▶ **WORK TASK**
Recast the records below as a Markdown table with one row per line, omitting blank lines. Use a "Row" column for the row number and a "Record line" column for the line itself.

##### RECORDS FOR THIS TASK #####

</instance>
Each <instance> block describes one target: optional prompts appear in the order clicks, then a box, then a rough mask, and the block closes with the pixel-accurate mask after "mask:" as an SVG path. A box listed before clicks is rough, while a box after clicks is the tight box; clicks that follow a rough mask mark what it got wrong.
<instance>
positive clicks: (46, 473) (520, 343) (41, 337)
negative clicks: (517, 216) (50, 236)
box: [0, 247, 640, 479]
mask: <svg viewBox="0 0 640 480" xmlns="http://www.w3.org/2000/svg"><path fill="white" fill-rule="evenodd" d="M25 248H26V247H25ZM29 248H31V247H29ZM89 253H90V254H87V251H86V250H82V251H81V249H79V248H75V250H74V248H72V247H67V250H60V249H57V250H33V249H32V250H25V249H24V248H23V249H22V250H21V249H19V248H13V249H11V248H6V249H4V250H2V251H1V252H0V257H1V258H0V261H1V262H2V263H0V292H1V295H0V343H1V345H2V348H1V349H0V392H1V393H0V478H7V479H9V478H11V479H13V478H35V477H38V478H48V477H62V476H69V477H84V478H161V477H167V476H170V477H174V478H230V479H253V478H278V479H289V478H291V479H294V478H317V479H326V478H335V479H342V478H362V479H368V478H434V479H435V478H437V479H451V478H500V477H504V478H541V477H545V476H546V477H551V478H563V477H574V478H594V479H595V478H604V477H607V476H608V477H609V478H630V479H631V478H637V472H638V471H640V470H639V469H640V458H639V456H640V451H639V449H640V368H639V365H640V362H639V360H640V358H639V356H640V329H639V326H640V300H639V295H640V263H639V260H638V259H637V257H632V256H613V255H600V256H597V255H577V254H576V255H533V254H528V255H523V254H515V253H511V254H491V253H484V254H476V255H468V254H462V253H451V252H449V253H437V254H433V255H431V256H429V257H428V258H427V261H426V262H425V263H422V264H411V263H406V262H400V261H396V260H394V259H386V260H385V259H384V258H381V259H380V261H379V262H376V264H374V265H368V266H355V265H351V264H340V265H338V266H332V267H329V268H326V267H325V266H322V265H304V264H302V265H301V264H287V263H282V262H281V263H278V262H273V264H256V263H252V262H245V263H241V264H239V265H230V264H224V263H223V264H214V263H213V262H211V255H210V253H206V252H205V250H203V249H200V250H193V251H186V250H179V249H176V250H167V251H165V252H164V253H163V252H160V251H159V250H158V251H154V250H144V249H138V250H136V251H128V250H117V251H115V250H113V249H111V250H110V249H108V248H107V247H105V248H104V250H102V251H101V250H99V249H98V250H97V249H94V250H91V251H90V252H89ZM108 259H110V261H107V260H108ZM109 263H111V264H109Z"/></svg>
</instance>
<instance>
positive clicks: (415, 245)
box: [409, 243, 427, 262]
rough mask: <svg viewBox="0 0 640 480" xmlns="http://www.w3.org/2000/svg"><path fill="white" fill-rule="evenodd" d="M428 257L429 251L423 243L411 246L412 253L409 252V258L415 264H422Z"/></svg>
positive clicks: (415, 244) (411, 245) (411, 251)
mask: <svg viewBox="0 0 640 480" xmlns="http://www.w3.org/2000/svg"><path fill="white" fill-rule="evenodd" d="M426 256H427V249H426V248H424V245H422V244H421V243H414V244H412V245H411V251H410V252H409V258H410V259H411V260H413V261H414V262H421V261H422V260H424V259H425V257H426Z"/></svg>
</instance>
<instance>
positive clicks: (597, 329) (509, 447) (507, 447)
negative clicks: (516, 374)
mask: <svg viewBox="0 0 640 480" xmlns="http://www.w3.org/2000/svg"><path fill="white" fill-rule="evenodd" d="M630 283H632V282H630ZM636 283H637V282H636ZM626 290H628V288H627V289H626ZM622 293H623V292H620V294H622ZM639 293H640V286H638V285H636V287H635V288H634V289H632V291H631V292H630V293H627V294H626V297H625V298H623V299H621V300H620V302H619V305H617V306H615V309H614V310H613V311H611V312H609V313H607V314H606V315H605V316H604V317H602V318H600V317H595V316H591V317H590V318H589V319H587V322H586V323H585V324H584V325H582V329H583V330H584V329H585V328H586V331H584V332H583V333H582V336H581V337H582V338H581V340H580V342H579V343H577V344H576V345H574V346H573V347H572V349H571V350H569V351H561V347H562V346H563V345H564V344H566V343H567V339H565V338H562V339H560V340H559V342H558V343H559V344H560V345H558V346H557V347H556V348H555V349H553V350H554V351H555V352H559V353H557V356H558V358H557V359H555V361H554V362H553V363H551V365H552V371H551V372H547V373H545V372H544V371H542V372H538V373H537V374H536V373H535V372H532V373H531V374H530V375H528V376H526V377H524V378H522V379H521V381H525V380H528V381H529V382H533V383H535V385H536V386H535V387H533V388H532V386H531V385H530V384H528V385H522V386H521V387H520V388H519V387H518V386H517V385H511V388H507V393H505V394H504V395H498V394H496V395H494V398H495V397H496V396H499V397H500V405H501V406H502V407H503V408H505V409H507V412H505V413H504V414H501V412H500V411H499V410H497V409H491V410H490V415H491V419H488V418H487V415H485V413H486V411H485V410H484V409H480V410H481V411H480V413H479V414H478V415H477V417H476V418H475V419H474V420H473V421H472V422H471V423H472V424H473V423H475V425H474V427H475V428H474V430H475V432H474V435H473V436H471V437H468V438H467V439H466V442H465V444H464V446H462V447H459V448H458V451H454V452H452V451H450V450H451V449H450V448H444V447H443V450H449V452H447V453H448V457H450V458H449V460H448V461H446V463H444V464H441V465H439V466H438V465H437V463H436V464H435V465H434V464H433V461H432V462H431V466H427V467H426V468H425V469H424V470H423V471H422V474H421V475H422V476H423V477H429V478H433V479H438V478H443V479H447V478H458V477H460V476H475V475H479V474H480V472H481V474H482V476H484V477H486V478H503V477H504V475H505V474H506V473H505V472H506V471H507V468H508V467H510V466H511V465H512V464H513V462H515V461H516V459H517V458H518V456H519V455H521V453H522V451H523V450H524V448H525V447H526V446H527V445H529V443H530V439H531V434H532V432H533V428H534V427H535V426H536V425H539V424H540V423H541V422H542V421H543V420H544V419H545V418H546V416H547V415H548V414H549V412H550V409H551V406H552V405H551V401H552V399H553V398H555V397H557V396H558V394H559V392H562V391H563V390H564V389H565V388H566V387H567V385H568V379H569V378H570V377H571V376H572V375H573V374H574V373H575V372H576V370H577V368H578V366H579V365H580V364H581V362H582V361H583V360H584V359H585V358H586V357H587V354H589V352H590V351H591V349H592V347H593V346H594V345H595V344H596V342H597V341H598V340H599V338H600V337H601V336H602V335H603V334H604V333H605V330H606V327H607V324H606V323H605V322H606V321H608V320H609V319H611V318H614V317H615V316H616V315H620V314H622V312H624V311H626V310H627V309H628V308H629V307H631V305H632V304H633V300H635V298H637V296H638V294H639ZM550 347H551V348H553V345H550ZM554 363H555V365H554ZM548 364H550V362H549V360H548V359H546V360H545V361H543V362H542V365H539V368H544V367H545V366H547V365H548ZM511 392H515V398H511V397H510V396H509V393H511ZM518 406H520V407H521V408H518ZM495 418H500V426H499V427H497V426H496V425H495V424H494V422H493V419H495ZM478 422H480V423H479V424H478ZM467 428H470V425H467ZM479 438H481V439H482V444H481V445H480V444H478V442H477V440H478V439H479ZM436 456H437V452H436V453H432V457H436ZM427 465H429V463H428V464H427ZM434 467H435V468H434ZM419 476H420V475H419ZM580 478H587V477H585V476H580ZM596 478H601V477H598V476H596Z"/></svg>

#####

▶ **WORKED SOLUTION**
| Row | Record line |
|---|---|
| 1 | </instance> |
| 2 | Each <instance> block describes one target: optional prompts appear in the order clicks, then a box, then a rough mask, and the block closes with the pixel-accurate mask after "mask:" as an SVG path. A box listed before clicks is rough, while a box after clicks is the tight box; clicks that follow a rough mask mark what it got wrong. |
| 3 | <instance> |
| 4 | positive clicks: (46, 473) (520, 343) (41, 337) |
| 5 | negative clicks: (517, 216) (50, 236) |
| 6 | box: [0, 247, 640, 479] |
| 7 | mask: <svg viewBox="0 0 640 480" xmlns="http://www.w3.org/2000/svg"><path fill="white" fill-rule="evenodd" d="M25 248H26V247H25ZM29 248H31V247H29ZM89 253H90V254H87V251H86V250H82V251H81V249H79V248H75V250H74V248H72V247H67V250H60V249H57V250H33V249H32V250H25V249H24V248H23V249H22V250H21V249H19V248H13V249H11V248H6V249H4V250H2V251H1V252H0V257H1V258H0V261H1V262H2V263H0V292H1V295H0V343H1V345H2V348H1V349H0V392H1V393H0V478H7V479H9V478H11V479H13V478H35V477H38V478H48V477H62V476H69V477H84V478H161V477H167V476H170V477H174V478H230V479H253V478H278V479H289V478H291V479H294V478H317V479H326V478H335V479H342V478H362V479H368V478H434V479H435V478H437V479H451V478H500V477H504V478H541V477H545V476H546V477H551V478H563V477H574V478H594V479H595V478H604V477H607V476H608V477H609V478H630V479H631V478H637V472H638V471H640V470H639V469H640V458H639V456H640V451H639V449H640V368H639V365H640V362H639V360H640V358H639V356H640V329H639V326H640V300H639V295H640V263H639V260H638V259H637V257H632V256H613V255H600V256H597V255H577V254H576V255H533V254H528V255H523V254H515V253H511V254H491V253H484V254H476V255H468V254H462V253H451V252H449V253H437V254H433V255H431V256H429V257H428V258H427V261H426V262H425V263H422V264H411V263H406V262H400V261H396V260H394V259H386V260H385V259H384V258H381V259H380V261H379V262H376V264H374V265H368V266H355V265H351V264H340V265H338V266H332V267H329V268H326V267H325V266H322V265H304V264H302V265H301V264H287V263H282V262H281V263H278V262H273V264H256V263H252V262H245V263H241V264H239V265H230V264H224V263H223V264H214V263H213V262H211V255H210V253H206V252H205V250H203V249H200V250H193V251H186V250H179V249H176V250H167V251H165V252H164V253H163V252H160V251H159V250H158V251H154V250H144V249H138V250H136V251H128V250H117V251H115V250H113V249H111V250H110V249H108V248H107V247H105V248H104V250H102V251H101V250H99V249H98V250H97V249H94V250H91V251H90V252H89ZM108 259H110V261H107V260H108ZM109 263H111V264H109Z"/></svg> |
| 8 | </instance> |
| 9 | <instance> |
| 10 | positive clicks: (415, 245) |
| 11 | box: [409, 243, 427, 262] |
| 12 | rough mask: <svg viewBox="0 0 640 480" xmlns="http://www.w3.org/2000/svg"><path fill="white" fill-rule="evenodd" d="M428 257L429 251L423 243L411 246L412 253L409 252V258L415 264H422Z"/></svg> |
| 13 | positive clicks: (415, 244) (411, 245) (411, 251) |
| 14 | mask: <svg viewBox="0 0 640 480" xmlns="http://www.w3.org/2000/svg"><path fill="white" fill-rule="evenodd" d="M426 256H427V249H426V248H424V245H422V244H421V243H414V244H412V245H411V251H410V252H409V258H410V259H411V260H413V261H414V262H421V261H422V260H424V259H425V257H426Z"/></svg> |
| 15 | </instance> |
| 16 | <instance> |
| 17 | positive clicks: (597, 329) (509, 447) (507, 447) |
| 18 | negative clicks: (516, 374) |
| 19 | mask: <svg viewBox="0 0 640 480" xmlns="http://www.w3.org/2000/svg"><path fill="white" fill-rule="evenodd" d="M630 283H632V282H630ZM636 283H637V282H636ZM626 290H628V288H627V289H626ZM622 293H623V292H620V294H622ZM639 293H640V286H638V285H636V287H635V288H634V289H632V291H631V292H630V293H627V294H626V297H625V298H623V299H621V300H620V302H619V305H617V306H615V309H614V310H613V311H611V312H609V313H607V314H606V315H605V316H604V317H602V318H600V317H595V316H591V317H590V318H589V319H587V322H586V323H585V324H584V325H582V329H583V330H584V329H585V328H586V331H584V332H583V333H582V336H581V337H582V338H581V340H580V342H579V343H577V344H576V345H574V346H573V347H572V349H571V350H569V351H561V347H562V346H563V345H564V344H566V343H567V339H565V338H562V339H560V340H559V342H558V343H559V344H560V345H558V346H557V347H556V348H555V349H553V350H554V351H555V352H559V353H557V356H558V358H557V359H555V361H554V362H553V363H551V365H552V371H551V372H547V373H545V372H544V371H542V372H538V373H537V374H536V373H535V372H532V373H531V374H530V375H528V376H526V377H524V378H522V379H521V381H525V380H528V381H529V382H533V383H535V385H536V386H535V387H533V388H532V386H531V385H530V384H528V385H522V386H521V387H520V388H519V387H518V386H517V385H511V388H507V393H505V394H504V395H498V394H496V395H494V398H495V397H496V396H499V397H500V405H501V406H502V407H503V408H505V409H507V412H505V413H504V414H501V412H500V411H499V410H497V409H491V410H490V415H491V419H488V418H487V415H485V413H486V411H485V410H484V409H480V410H481V411H480V413H479V414H478V415H477V417H476V418H475V419H474V420H473V421H472V422H471V423H472V424H473V423H475V425H474V427H475V428H474V430H475V432H474V435H473V436H471V437H468V438H467V439H466V442H465V444H464V446H462V447H459V448H458V451H454V452H452V451H450V450H451V449H450V448H444V447H443V450H449V452H447V453H448V457H450V458H449V460H448V461H446V463H444V464H441V465H439V466H438V465H437V463H436V464H435V465H434V464H433V461H432V462H431V466H427V467H426V468H425V469H424V470H423V471H422V474H421V475H422V476H423V477H429V478H433V479H438V478H443V479H447V478H458V477H460V476H475V475H479V474H480V472H481V474H482V476H484V477H486V478H503V477H504V475H505V474H506V473H505V472H506V471H507V468H508V467H510V466H511V465H512V464H513V462H515V461H516V459H517V458H518V456H519V455H521V453H522V451H523V450H524V448H525V447H526V446H527V445H529V443H530V439H531V434H532V432H533V428H534V427H535V426H536V425H539V424H540V423H541V422H542V421H543V420H544V419H545V418H546V416H547V415H548V414H549V412H550V409H551V406H552V405H551V401H552V399H553V398H555V397H557V396H558V394H559V392H562V391H563V390H564V389H565V388H566V387H567V385H568V379H569V378H570V377H571V376H572V375H573V374H574V373H575V372H576V370H577V368H578V366H579V365H580V364H581V362H582V361H583V360H584V359H585V358H586V357H587V354H589V352H590V351H591V349H592V347H593V346H594V345H595V344H596V342H597V341H598V340H599V338H600V337H601V336H602V335H603V334H604V333H605V330H606V327H607V324H606V323H605V322H606V321H608V320H609V319H611V318H614V317H615V316H616V315H620V314H622V312H624V311H626V310H627V309H628V308H629V307H631V305H632V304H633V300H635V298H637V296H638V294H639ZM550 347H551V348H553V345H550ZM554 363H555V365H554ZM548 364H550V362H549V360H548V359H546V360H545V361H543V362H542V365H539V368H544V367H545V366H547V365H548ZM511 392H515V398H511V397H510V396H509V393H511ZM518 406H520V407H521V408H518ZM495 418H500V426H499V427H497V426H496V425H495V424H494V422H493V419H495ZM478 422H480V423H479V424H478ZM467 428H470V425H467ZM479 438H481V439H482V444H481V445H480V444H478V442H477V440H478V439H479ZM436 456H437V452H436V453H432V457H436ZM427 465H429V463H428V464H427ZM434 467H435V468H434ZM419 476H420V475H419ZM580 478H587V477H585V476H580ZM596 478H601V477H598V476H596Z"/></svg> |